### Problem
An exact copy of every entry is required, minus the pictures.

[Stored data]

Content starts

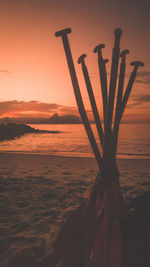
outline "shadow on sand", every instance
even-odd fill
[[[132,199],[127,206],[128,212],[122,223],[123,232],[123,267],[149,267],[150,253],[150,191]],[[42,249],[42,248],[41,248]],[[19,255],[9,267],[49,267],[52,265],[52,255],[46,258]],[[38,255],[40,255],[40,251]]]
[[[123,224],[123,267],[150,266],[150,191],[132,199]]]

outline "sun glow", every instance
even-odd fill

Content ends

### Finished exercise
outline "shadow on sand", every instance
even-odd fill
[[[132,199],[127,206],[128,212],[122,223],[123,232],[123,267],[149,267],[150,253],[150,191]],[[42,249],[42,248],[41,248]],[[19,255],[9,267],[49,267],[52,265],[52,255],[46,258]],[[38,255],[40,255],[40,251]]]
[[[123,224],[123,267],[150,266],[150,191],[132,199]]]

outline "sun glow", every instance
even-odd fill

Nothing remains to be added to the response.